━━ EXTRAIT DU DOCUMENT
Pourquoi les Français fument-ils toujours autant ?

© YOSHIKAZU TSUNO / AFP
  • Copié
Benjamin Lévêque, édité par A.H.
ENQUÊTE - En dépit des campagnes de prévention et des hausses successives du prix du tabac, les Français restent de gros fumeurs et n'envisagent pas d'arrêter.
L'ENQUÊTE DU 8H

C'est le moment ou jamais pour arrêter de fumer. L'opération "mois sans tabac" commence ce mercredi. Chaque année en France, la cigarette tue 73.000 personnes, soit 200 par jour. Pourtant, les Français fument toujours autant. Ils figurent dans le top 3 européen des plus gros fumeurs, après la Grèce et la Bulgarie.

Tous les arguments sont bons pour continuer. Comment expliquer une telle consommation ? Selon les fumeurs, l'argument qui revient le plus souvent est que la cigarette les aide à gérer leur stress. "Pour fumer, on trouve des raisons sans arrêt : une embrouille avec sa copine, le travail, les ennuis… qui font qu'on se réfugie bêtement vers un substitut", estiment des fumeurs interrogés par Europe 1. Pourtant, les études sont claires : le tabac fait du bien quelques secondes, mais il augmente finalement l'angoisse. Selon les spécialistes, la part de personnes déprimées est trois fois supérieure chez les fumeurs que chez les non-fumeurs.

Le tabac trop exposé en France. Parallèlement, si les Français ont bien du mal à écraser leur dernière cigarette, c'est aussi parce que le tabac est encore bien visible. Chez le buraliste, les paquets sont exposés bien en évidence. Là où dans d'autres pays, comme au Canada ou en Australie, les cigarettes sont cachées sous le comptoir, à l'abri des regards, pour ne pas inciter à l'achat. Par ailleurs, selon une une étude de la Ligue contre le cancer, la cigarette est beaucoup plus présente dans le cinéma français. 70% des films mettent à l'image au moins une fois une personne en train de fumer, ce qui participe à la banalisation du tabac.

Des hausses de prix peu efficaces. Pourtant, les prix des paquets augmentent constamment. En quinze ans, ils sont passés de 3 à 7 euros, et coûteront même 10 euros en 2020. En 2003, la hausse massive du prix des paquets de cigarettes décidée par Jacques Chirac avait eu un réel impact sur la consommation des Français. Mais depuis, le prix a augmenté très légèrement à chaque fois, 10 centimes par-ci, 30 par-là. Pour que le prix suscite une véritable prise de conscience chez les fumeurs, il faut qu'il augmente fortement, en une seule fois, estime la Cour des comptes.

Arrêter de fumer, ça coûte cher ? Plus étonnant, on constate que le coût du traitement pour arrêter de fumer (patchs, gommes, acupuncture, rendez-vous avec un spécialiste, etc) dissuade les fumeurs. Pourtant, cet investissement est bien moins élevé que le budget d'un fumeur régulier. Pour le tabacologue Bertrand Dautzenberg, c'est psychologique car "ce n'est pas le même argent". "Quand vous achetez des cigarettes, vous achetez la drogue, et c'est hors budget. Or, quand vous allez chez le pharmacien et que vous sortez votre billet de 50 euros, vous vous demandez si vous allez pouvoir acheter de la viande le soir, ou des chaussures aux enfants", avance-t-il. 

Alors quid des méthodes de prévention ? Pour l'heure, on n'observe pas de réelle tendance à la baisse de consommation grâce à la généralisation du paquet neutre. Mais ce sont les jeunes qui sont ciblés, ceux qui ne fument pas encore. Ceux qui fument le plus, qui sont le plus souvent les plus précaires, ont en général plus de mal à arrêter. Pour eux, il faut passer par d'autres moyens, comme l'accompagnement régulier d'une infirmière par exemple.
━━━━
━━ DONNÉES
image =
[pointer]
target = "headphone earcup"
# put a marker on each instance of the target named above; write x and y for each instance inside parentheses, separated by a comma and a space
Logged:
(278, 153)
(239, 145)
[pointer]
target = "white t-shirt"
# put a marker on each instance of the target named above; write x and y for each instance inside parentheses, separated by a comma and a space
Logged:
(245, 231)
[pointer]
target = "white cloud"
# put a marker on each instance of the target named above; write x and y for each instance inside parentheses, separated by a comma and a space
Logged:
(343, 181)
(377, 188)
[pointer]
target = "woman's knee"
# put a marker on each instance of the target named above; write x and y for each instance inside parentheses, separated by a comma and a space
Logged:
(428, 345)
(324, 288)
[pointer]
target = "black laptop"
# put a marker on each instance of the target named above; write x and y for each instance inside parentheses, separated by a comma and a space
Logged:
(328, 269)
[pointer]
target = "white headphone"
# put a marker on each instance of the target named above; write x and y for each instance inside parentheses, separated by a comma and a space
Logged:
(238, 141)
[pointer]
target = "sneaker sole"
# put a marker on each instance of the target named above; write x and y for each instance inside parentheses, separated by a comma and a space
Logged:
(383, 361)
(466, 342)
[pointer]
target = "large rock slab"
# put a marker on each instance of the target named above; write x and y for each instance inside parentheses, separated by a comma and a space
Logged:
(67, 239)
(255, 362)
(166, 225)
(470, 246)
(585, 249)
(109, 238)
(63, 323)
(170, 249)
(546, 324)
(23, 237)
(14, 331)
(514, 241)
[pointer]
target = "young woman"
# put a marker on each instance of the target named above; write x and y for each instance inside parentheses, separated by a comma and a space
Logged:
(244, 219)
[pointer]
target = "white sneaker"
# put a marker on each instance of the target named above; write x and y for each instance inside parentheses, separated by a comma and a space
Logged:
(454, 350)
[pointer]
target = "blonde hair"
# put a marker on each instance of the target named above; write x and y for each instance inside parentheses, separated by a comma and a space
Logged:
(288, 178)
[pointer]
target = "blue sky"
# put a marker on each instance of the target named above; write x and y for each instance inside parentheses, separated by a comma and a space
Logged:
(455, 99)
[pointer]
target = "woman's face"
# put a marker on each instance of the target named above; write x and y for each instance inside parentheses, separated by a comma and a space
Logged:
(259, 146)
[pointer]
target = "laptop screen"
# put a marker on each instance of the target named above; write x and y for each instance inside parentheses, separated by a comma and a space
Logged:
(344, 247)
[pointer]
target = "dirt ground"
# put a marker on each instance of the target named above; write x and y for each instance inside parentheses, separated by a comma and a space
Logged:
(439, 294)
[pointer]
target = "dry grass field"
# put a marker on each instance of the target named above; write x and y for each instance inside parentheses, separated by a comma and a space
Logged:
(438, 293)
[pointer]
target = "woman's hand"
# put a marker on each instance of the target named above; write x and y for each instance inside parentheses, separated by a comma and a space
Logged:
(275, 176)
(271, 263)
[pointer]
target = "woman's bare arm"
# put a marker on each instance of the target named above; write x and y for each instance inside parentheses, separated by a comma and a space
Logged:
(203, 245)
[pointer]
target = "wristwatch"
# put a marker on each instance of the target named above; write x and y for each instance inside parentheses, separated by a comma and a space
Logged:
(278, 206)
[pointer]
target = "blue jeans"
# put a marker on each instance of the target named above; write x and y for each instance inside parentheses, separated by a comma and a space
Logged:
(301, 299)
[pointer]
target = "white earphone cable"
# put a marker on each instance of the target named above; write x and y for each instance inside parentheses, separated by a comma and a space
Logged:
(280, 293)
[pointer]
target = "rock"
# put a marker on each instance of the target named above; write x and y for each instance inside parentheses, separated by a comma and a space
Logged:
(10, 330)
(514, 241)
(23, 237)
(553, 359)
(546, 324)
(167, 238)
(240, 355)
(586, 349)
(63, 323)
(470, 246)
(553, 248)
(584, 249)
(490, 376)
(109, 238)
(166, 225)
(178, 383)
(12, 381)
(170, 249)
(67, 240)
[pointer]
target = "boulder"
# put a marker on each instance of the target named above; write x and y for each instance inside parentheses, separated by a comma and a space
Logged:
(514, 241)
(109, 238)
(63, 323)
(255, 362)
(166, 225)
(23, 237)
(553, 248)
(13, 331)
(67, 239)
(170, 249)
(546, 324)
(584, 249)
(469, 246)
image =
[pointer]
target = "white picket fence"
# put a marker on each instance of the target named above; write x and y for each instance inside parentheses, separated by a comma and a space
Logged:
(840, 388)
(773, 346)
━━━━
━━ DONNÉES
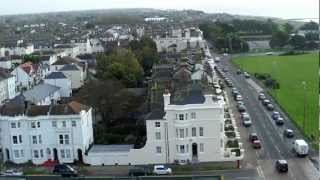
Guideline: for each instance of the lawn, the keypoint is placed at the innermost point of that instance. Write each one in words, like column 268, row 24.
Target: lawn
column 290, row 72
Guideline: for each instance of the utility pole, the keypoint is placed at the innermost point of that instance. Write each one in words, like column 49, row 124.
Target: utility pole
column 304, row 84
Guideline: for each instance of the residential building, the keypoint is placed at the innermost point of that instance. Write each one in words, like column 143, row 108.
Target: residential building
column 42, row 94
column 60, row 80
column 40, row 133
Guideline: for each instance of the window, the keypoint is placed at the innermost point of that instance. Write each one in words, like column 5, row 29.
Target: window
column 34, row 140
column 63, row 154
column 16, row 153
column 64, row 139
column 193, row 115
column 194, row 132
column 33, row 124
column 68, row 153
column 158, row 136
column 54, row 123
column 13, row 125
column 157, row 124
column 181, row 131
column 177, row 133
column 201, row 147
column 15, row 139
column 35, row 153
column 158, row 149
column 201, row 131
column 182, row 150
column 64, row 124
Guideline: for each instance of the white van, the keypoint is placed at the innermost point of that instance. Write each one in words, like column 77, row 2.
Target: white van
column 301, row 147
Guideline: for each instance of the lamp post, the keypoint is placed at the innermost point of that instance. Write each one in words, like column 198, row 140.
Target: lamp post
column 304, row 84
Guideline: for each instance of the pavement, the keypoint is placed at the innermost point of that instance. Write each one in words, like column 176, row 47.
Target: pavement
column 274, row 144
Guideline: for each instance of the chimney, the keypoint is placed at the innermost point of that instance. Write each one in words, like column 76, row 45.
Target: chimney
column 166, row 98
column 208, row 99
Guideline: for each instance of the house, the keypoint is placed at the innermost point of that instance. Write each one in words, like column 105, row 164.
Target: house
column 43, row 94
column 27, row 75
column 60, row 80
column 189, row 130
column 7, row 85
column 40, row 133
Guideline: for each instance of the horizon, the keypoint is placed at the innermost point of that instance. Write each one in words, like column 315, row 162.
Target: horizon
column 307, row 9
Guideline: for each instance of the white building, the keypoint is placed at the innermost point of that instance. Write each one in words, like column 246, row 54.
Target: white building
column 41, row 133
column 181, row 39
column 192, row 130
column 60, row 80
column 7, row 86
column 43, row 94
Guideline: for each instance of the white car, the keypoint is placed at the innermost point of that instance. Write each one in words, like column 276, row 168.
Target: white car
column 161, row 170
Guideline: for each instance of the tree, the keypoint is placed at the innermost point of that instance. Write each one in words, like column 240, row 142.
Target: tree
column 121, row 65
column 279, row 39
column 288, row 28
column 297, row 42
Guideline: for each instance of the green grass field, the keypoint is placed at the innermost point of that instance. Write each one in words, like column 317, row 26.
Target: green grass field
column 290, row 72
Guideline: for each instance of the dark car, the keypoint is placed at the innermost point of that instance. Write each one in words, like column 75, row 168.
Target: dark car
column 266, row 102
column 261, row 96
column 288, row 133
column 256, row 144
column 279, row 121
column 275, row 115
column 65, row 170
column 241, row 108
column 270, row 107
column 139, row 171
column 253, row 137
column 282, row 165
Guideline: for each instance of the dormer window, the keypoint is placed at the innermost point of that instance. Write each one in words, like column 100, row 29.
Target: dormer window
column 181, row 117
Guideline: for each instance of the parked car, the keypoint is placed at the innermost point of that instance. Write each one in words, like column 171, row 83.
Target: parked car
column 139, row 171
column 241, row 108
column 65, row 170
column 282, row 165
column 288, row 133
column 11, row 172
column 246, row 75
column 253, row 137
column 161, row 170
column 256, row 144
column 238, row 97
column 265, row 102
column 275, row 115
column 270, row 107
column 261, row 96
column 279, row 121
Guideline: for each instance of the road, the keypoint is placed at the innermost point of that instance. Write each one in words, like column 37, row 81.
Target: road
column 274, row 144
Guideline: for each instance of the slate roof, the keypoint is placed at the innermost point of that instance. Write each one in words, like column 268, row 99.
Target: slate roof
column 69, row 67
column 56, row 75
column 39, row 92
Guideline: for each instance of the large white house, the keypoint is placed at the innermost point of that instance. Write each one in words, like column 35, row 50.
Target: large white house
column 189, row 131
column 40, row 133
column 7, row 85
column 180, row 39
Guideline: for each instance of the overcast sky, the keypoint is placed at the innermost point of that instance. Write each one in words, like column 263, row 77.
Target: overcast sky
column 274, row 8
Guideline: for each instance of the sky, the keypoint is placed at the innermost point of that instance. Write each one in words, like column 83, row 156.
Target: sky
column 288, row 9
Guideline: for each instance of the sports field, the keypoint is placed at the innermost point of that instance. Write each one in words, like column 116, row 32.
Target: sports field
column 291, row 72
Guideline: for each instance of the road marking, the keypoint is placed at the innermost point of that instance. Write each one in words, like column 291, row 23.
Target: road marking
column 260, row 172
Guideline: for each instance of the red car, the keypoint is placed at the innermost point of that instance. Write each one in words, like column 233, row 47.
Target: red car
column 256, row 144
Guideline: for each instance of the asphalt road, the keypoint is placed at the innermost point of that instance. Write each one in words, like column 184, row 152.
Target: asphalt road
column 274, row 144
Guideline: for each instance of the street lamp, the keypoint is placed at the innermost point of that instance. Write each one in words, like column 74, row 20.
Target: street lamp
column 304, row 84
━━━━
━━ DONNÉES
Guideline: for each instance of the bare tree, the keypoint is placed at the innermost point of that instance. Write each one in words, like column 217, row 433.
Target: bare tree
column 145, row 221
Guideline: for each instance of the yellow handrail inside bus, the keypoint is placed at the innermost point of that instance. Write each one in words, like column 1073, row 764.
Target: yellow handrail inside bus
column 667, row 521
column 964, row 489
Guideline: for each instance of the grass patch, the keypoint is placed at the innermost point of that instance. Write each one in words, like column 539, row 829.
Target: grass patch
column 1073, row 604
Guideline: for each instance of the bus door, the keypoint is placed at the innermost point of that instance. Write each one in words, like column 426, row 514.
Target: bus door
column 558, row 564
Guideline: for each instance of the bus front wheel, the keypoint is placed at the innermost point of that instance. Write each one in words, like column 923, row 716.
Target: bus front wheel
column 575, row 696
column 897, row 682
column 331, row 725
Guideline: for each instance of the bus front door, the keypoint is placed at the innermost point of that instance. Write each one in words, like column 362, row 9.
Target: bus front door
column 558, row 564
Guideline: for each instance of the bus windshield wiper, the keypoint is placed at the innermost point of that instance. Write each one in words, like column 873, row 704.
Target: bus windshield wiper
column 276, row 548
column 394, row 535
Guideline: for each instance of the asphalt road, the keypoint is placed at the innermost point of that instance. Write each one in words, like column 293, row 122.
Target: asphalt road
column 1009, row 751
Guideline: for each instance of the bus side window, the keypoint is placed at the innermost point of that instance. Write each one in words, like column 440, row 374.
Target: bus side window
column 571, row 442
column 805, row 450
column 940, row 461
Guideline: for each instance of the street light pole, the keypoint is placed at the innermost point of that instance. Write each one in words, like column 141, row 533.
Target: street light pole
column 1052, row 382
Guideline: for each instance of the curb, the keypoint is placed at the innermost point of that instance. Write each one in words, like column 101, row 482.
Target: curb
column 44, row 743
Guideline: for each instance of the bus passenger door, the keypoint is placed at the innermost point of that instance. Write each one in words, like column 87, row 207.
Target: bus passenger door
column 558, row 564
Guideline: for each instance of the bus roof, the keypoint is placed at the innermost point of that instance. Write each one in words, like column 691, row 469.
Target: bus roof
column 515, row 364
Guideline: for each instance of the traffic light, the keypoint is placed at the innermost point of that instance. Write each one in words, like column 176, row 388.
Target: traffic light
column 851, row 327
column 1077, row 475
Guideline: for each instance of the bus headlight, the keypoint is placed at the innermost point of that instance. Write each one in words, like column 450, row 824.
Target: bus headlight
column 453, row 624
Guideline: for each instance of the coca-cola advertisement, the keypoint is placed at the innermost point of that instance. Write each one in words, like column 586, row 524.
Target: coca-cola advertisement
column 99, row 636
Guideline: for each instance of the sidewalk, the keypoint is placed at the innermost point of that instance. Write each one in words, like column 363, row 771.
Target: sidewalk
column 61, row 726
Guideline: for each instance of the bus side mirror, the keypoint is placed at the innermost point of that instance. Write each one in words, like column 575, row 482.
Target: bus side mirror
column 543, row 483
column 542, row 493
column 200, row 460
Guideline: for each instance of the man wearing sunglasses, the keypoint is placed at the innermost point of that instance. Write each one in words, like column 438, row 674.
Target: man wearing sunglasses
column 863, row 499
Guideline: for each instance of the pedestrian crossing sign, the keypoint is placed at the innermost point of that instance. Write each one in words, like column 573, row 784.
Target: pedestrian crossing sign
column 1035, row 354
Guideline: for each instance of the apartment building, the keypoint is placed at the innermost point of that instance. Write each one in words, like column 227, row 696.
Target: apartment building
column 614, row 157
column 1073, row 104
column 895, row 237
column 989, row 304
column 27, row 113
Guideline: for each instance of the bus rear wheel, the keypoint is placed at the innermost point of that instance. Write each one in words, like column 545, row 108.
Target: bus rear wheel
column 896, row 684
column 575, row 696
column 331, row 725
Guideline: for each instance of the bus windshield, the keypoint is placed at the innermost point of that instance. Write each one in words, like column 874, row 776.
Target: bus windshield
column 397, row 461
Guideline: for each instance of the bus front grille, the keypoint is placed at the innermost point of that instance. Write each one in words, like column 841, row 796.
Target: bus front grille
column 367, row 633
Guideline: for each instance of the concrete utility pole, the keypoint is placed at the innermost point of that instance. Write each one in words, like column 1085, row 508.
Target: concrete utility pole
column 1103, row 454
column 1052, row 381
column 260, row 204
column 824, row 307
━━━━
• [SÉRIE D'EXERCICES]:
• a. Pouvez-vous recopier fidèlement le passage de l'article sur le tabagisme allant de « ENQUÊTE - En » jusqu'à « n'envisagent pas d'arrêter. » ?
• b. Selon l'article sur le tabagisme, pourquoi le coût d'un traitement pour arrêter de fumer dissuade-t-il les fumeurs, d'après le tabacologue Bertrand Dautzenberg, alors qu'il revient moins cher que leur budget cigarettes ? Répondez en une à trois phrases.

• [EXERCICES CORRIGÉS]:
• a.
ENQUÊTE - En dépit des campagnes de prévention et des hausses successives du prix du tabac, les Français restent de gros fumeurs et n'envisagent pas d'arrêter.

• b. D'après lui, c'est psychologique, car « ce n'est pas le même argent ». Acheter des cigarettes, c'est acheter la drogue, une dépense « hors budget ». En revanche, sortir un billet de 50 euros chez le pharmacien amène à se demander si l'on pourra encore acheter de la viande le soir ou des chaussures aux enfants.